Document extract Start Marker
Tuesday 14 July 2015

Mollegabet

I've never got round to making a Mollegabet bow and to be honest I'm a bit dubious of the concept which concentrates the stress and bend onto a short working limb, with the outer limb being a light stiff lever.
Do the light outer limbs make up for the extra stress and bend? Some people say the levers give extra movement at the tips, but I don't see how they can give more movement than the same length of limb that actually bends a bit.

Anyhow having finished the last bow and getting ready to lay some flooring next weekend I wanted a quick fun project.
One advantage of having accumulated loads of odds and ends of timber over the years is that I can usually find something for a quick try out experiment. I have some cherry that was cut from standing almost dead a good few years back.(2010)
http://bowyersdiary.blogspot.co.uk/2010/11/dead-standing-timber.html
There was bug damage in the outer wood but it had been planked up to a suitable size.
because of the bug damage I laid the bow out with the central pith on the back of the bow (see middle pic). Now that and the fact that Cherry can be a bit brittle made me decide to back it,...but with what?
Document extract End Marker
■ Work to be completed
Answer these from the Mollegabet post:
(a) In what year was the cherry cut?
(b) Where on the bow was the central pith placed?
(c) What job is planned for next weekend?
Given records Start Marker
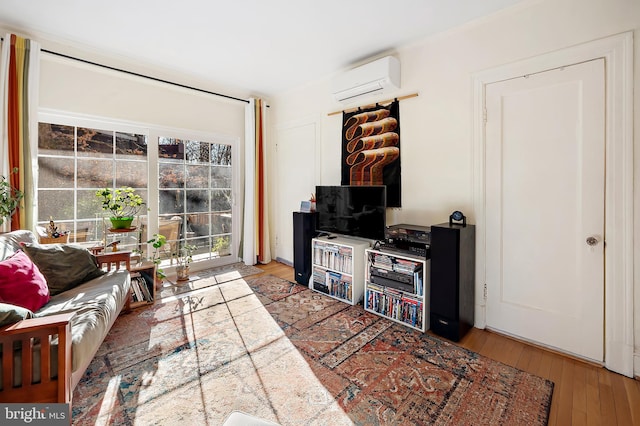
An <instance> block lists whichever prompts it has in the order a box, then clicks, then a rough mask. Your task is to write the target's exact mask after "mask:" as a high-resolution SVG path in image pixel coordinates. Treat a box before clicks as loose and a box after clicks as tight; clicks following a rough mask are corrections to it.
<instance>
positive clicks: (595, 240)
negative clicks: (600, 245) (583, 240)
mask: <svg viewBox="0 0 640 426" xmlns="http://www.w3.org/2000/svg"><path fill="white" fill-rule="evenodd" d="M597 244H598V239H597V238H596V237H587V245H589V246H595V245H597Z"/></svg>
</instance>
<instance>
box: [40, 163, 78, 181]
mask: <svg viewBox="0 0 640 426" xmlns="http://www.w3.org/2000/svg"><path fill="white" fill-rule="evenodd" d="M38 168H39V172H38V188H73V177H74V170H73V168H74V161H73V158H52V157H40V158H39V159H38Z"/></svg>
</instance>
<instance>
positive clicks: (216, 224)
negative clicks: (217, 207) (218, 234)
mask: <svg viewBox="0 0 640 426" xmlns="http://www.w3.org/2000/svg"><path fill="white" fill-rule="evenodd" d="M230 232H231V212H225V213H213V214H212V215H211V235H216V234H227V233H230Z"/></svg>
Given records End Marker
■ Result of this task
(a) 2010
(b) On the back of the bow
(c) Laying some flooring